## CONSIGNE DONNÉE
Comment traduire en anglais cette phrase du fil sur le passage à gcc 3.2 : « J'ai des applis qui fonctionnent bien avec la 1.2 (gcc 2.95), mais je n'ai pas les sources. » ?

## TEXTE FOURNI
# avec la 1.4 ca va marcher ...

## gillesg

Une question bete, mais je suis un peu sec sur la reponse, et j'ai pas vraiment le coeur de chercher partou sur le net.

J'ai des applis qui fonctionnent bien avec la 1.2 (gcc 2.95), mais je n'ai pas les sources.

Et oui, il reste encore des logiciels proprietaires.

1) Si je passe a une 1.4 avec gcc 3.2, quels sont les risques que certaines choses ne marchent pas?

2) On voit beaucoup de chose sur les opotimisations apportees par gcc 3.2 pour les P4. Concretement, ca va donne quoi pour mon utilisation ?

Gilles

----------

## meyerm

Ne fais pas! La glibc sur 1.4 est compiler avec gcc 3.2. C'est incompatible avec gcc 2.x si tu prends C++. Je ne le sais pas pour sure pour C, mais je croix que sa fait aussi des problemes.  :Sad: 

----------

## dioxmat

personellement je nai pas de problemes avec gcc 3.2 mais je te conseille d'attendre la 1.4 officielle ou au moins un update de gcc, gcc 3.2 a apparamment quelques bugs avec les optimisations (tu me diras ca sera de toutes facons mieux que ton gcc 2.95.3 mais qd meme :)

----------

## xr31Daisy

En fait, j'attends l'arrivée de mon portable pour installer gentoo 1.4 dessus. ( si, si, il est livré avec M$ XP *, qui va passer directement aux oubliettes, sans même le booter une seule fois. ). A cette occasion, j'essaierais de faire un post pour raconter comment ça s'est passé. ( avec entre autre l'installation d'un peu de réseau wireless. )

Par contre, ma mini-tour va rester telle quelle pour l'instant, je ne ferais un upgrade complet ( ou même carrément une réinstallation ) que quand les applis auront suffisamment évolué pour que ça vaille la peine de tout recompiler.

----------

## JEU DE DONNÉES
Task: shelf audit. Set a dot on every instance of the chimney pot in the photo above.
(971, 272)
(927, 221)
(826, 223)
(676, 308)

## PROBLÈME RÉSOLU
I have some apps that work fine with 1.2 (gcc 2.95), but I don't have the source code.